## EXERCISE PROMPT
Below are lines of data; give the number of them that contain "idol", and only that.

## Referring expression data
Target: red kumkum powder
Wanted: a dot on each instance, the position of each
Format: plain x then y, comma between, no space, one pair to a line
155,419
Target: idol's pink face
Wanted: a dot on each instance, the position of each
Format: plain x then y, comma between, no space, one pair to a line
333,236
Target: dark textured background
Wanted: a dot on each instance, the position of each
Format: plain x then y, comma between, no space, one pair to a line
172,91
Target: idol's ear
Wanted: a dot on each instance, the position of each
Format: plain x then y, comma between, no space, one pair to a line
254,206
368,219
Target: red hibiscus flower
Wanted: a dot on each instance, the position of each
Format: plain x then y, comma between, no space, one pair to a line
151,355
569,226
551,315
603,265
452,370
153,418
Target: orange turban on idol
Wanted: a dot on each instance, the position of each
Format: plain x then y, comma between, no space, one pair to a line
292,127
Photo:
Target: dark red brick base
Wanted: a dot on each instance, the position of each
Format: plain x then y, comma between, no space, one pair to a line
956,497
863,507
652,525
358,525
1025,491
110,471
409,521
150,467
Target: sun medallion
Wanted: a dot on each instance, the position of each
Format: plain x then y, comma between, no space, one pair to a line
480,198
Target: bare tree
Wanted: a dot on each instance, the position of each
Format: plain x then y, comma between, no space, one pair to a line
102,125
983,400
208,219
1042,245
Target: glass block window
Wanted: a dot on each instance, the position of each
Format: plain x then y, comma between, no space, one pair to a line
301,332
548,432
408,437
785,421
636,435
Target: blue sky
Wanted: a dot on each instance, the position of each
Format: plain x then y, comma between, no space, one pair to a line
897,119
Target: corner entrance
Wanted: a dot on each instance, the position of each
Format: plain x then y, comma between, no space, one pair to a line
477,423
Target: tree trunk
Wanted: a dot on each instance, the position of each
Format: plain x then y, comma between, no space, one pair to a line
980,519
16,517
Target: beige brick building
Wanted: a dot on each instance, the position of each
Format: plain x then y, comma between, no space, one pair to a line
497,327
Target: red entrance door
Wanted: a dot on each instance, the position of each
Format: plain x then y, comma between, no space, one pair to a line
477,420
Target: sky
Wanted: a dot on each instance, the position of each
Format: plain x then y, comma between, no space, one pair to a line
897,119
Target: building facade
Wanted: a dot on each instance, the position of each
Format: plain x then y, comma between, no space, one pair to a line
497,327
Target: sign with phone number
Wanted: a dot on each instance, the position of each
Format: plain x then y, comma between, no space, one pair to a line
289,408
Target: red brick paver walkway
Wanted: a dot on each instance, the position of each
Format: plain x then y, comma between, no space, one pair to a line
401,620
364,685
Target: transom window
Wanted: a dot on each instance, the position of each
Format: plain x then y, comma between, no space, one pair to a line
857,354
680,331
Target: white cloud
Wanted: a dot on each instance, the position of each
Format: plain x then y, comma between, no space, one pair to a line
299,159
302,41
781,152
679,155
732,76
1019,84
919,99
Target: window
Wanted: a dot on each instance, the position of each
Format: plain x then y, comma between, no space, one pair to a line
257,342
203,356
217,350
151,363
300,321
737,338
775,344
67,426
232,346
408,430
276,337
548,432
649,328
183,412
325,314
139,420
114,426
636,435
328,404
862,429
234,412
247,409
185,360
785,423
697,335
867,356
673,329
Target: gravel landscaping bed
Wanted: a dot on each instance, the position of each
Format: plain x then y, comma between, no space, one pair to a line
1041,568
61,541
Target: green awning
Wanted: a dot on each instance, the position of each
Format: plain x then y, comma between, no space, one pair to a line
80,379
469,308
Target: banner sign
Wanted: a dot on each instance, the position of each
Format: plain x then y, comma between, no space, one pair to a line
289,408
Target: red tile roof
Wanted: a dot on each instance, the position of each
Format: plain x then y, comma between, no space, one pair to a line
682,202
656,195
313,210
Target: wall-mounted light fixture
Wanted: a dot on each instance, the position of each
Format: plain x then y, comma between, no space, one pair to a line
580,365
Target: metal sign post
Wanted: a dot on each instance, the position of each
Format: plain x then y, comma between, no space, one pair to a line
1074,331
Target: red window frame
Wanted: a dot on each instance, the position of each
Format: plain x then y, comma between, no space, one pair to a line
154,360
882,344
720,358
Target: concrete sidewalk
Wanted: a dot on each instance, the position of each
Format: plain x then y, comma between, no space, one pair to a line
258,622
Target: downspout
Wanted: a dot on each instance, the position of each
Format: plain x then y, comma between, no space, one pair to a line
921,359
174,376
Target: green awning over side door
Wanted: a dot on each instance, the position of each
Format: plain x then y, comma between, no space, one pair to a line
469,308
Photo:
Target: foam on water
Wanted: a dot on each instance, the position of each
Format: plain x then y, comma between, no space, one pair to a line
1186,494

## RESPONSE
3